**WHAT IS EXPECTED**
Rewrite the rows from the start through the line containing "[0,197,600,450]", switching "in here" to "in this picture" and keeping everything else unchanged. Omit the pictures.

**Rows from a data source**
'''

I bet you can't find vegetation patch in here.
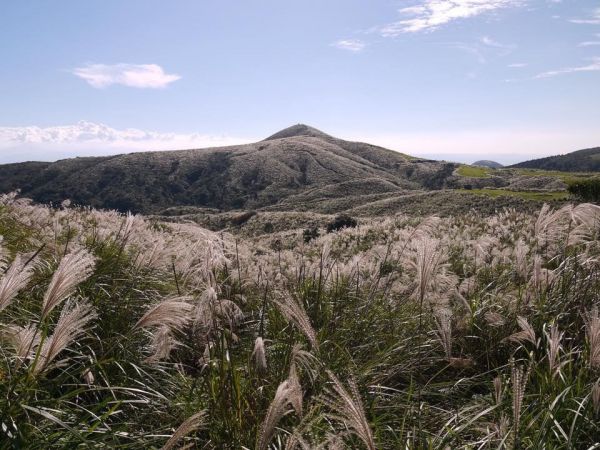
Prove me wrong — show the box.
[457,189,569,202]
[457,165,490,178]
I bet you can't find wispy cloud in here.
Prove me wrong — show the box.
[534,57,600,79]
[73,64,181,89]
[0,121,251,163]
[481,36,515,50]
[569,8,600,25]
[379,0,524,37]
[331,39,367,53]
[577,41,600,47]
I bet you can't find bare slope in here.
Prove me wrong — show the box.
[0,125,454,213]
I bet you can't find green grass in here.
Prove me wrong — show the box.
[457,189,569,201]
[457,165,490,178]
[504,169,598,184]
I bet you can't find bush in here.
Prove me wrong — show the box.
[231,211,256,227]
[302,227,319,244]
[568,178,600,202]
[327,214,358,233]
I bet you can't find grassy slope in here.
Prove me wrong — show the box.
[0,194,600,449]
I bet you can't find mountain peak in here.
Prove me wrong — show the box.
[265,123,331,141]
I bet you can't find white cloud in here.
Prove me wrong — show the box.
[73,64,181,89]
[0,121,256,163]
[379,0,523,37]
[534,57,600,78]
[577,41,600,47]
[481,36,513,48]
[331,39,367,53]
[569,8,600,25]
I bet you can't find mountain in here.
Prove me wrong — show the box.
[471,159,504,169]
[510,147,600,172]
[0,124,456,213]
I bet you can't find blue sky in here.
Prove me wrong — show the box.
[0,0,600,163]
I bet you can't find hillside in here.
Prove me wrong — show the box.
[0,125,454,213]
[510,147,600,172]
[471,159,504,169]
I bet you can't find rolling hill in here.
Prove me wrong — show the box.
[0,124,456,213]
[510,147,600,172]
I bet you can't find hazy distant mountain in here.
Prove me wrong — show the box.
[0,125,456,213]
[511,147,600,172]
[471,159,504,169]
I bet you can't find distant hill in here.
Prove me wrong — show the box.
[510,147,600,172]
[471,159,504,169]
[0,124,456,213]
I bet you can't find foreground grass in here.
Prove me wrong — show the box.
[0,197,600,450]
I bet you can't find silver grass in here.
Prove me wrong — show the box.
[146,325,180,363]
[412,237,442,301]
[0,256,33,312]
[320,371,376,450]
[133,297,194,330]
[256,379,302,450]
[81,368,96,386]
[2,324,40,359]
[252,336,267,373]
[212,299,244,329]
[510,358,531,438]
[483,311,506,327]
[41,250,95,320]
[585,306,600,369]
[591,380,600,415]
[292,344,321,383]
[434,307,452,359]
[544,324,564,375]
[273,293,319,349]
[507,316,538,347]
[493,377,504,405]
[33,303,97,374]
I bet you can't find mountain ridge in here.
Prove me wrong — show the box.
[510,147,600,172]
[0,124,455,213]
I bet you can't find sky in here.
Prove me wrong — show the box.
[0,0,600,164]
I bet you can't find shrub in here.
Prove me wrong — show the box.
[568,178,600,202]
[302,227,319,244]
[327,214,358,233]
[231,211,257,227]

'''

**IN RESPONSE**
I bet you can't find vegetation patch in this picture.
Prove me wrong — show the box.
[457,189,569,202]
[457,165,490,178]
I bet you can't find wispy cloud in this picture.
Prove me wrong — show the box.
[534,57,600,79]
[73,64,181,89]
[0,121,251,163]
[481,36,515,50]
[569,8,600,25]
[379,0,524,37]
[331,39,367,53]
[577,41,600,47]
I bet you can't find bare slope in this picture.
Prove me wrong — show the box.
[0,125,454,213]
I bet you can't find green grass in this picture.
Prove me wrong — show the box.
[457,189,569,201]
[457,165,490,178]
[504,169,598,184]
I bet you can't find bush in this picture.
Prove me wrong — show the box.
[231,211,256,227]
[302,227,319,244]
[568,178,600,202]
[327,214,358,233]
I bet you can't find grassy slope in this picture.
Prove me wrong — show the box.
[0,194,600,449]
I bet you can't find mountain peak in this picture.
Prove me wrong — show the box.
[265,123,331,141]
I bet you can't find white cloud in this picture.
Prove me wrong — show the box.
[73,64,181,89]
[0,121,256,163]
[379,0,523,37]
[534,57,600,78]
[577,41,600,47]
[481,36,513,48]
[331,39,367,53]
[569,8,600,25]
I bet you can't find mountain in this picture.
Prove me wrong — show the box.
[471,159,504,169]
[510,147,600,172]
[0,124,456,213]
I bet you can't find blue sky in this picture.
Prove me wrong — show the box.
[0,0,600,163]
I bet you can't find hillside in this picture.
Prove me wrong — show the box.
[0,125,454,213]
[510,147,600,172]
[471,159,504,169]
I bet you can't find rolling hill in this picture.
Prove me wrong — show the box.
[0,124,456,213]
[510,147,600,172]
I bet you can't find hazy distant mountain in this picture.
Prove me wrong — show the box.
[0,125,456,213]
[511,147,600,172]
[471,159,504,169]
I bet you can't find distant hill in this picture.
Prove me wrong — show the box.
[510,147,600,172]
[471,159,504,169]
[0,124,456,213]
I bet you can't find foreground grass in this picture.
Prove me wrong — show the box.
[0,197,600,450]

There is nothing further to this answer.